REQUIREMENT
Look below for the line holding "point: one pixel per instance, each like <point>562,775</point>." and the line holding "point: one pixel per instance, each like <point>346,19</point>.". Transcribe exactly those lines and all lines between them, nothing more.

EXTRACTED RECORDS
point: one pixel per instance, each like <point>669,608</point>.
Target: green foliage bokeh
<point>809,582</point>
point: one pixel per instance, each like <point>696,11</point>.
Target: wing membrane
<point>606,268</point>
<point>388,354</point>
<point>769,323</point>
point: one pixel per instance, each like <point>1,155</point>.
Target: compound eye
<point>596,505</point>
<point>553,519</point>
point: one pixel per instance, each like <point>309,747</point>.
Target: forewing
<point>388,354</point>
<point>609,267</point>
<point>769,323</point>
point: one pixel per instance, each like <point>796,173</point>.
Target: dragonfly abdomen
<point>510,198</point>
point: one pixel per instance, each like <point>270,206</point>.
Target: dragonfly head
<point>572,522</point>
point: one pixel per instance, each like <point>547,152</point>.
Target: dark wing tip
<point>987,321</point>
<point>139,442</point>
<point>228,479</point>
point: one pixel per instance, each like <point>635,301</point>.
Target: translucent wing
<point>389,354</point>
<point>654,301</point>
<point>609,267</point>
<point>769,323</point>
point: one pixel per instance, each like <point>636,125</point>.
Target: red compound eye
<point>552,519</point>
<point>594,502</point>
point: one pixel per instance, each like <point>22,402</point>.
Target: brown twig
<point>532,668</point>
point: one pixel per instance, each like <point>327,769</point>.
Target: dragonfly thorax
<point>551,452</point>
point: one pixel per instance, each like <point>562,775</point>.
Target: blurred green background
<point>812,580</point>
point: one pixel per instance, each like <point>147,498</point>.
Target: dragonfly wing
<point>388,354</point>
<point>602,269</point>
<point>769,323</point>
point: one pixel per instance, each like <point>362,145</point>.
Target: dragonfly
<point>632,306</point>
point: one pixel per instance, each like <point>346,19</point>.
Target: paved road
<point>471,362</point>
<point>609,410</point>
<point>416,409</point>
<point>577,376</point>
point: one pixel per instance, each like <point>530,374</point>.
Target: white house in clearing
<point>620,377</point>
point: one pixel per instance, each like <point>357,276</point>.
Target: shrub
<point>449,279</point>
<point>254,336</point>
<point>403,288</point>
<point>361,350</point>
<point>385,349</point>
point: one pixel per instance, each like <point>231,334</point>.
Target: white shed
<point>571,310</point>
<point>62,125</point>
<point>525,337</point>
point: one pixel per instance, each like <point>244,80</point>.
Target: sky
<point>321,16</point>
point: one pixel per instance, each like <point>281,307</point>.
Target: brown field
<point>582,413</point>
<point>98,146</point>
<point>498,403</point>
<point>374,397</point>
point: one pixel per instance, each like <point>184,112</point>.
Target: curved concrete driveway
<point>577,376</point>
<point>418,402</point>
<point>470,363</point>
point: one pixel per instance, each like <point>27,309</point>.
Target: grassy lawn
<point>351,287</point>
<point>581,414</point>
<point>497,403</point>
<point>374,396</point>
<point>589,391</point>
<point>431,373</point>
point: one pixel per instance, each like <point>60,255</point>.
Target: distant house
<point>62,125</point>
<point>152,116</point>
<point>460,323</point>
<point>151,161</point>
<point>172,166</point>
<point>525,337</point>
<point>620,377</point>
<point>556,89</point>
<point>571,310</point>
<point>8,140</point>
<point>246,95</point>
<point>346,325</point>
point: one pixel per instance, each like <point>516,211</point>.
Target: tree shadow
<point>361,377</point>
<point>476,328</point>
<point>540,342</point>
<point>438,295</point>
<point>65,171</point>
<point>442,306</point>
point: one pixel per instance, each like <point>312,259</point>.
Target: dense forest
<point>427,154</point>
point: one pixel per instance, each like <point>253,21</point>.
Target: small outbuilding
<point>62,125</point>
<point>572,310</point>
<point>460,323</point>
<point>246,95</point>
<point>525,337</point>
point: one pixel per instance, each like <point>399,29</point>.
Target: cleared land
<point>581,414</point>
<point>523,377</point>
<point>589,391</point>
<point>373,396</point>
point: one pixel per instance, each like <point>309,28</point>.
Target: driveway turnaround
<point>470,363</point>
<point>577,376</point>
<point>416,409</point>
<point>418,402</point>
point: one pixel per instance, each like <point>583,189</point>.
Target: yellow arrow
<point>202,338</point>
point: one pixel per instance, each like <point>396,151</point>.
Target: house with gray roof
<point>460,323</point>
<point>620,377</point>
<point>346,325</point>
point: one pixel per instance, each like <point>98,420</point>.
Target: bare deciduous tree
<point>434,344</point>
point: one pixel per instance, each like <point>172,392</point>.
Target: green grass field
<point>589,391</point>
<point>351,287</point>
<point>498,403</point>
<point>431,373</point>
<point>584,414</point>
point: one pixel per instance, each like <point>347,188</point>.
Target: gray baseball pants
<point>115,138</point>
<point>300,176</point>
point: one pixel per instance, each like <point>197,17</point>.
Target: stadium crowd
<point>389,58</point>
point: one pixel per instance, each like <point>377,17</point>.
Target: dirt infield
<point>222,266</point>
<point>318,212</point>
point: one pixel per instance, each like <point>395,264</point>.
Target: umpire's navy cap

EXERCISE ANSWER
point: one pixel per instance, each like <point>562,775</point>.
Target: blurred green background
<point>812,580</point>
point: one pixel per instance, each like <point>147,498</point>.
Target: dragonfly wing
<point>388,354</point>
<point>602,269</point>
<point>769,323</point>
point: one pixel per instance, each like <point>362,145</point>.
Target: dragonfly
<point>632,306</point>
point: one pixel per instance, each like <point>346,19</point>.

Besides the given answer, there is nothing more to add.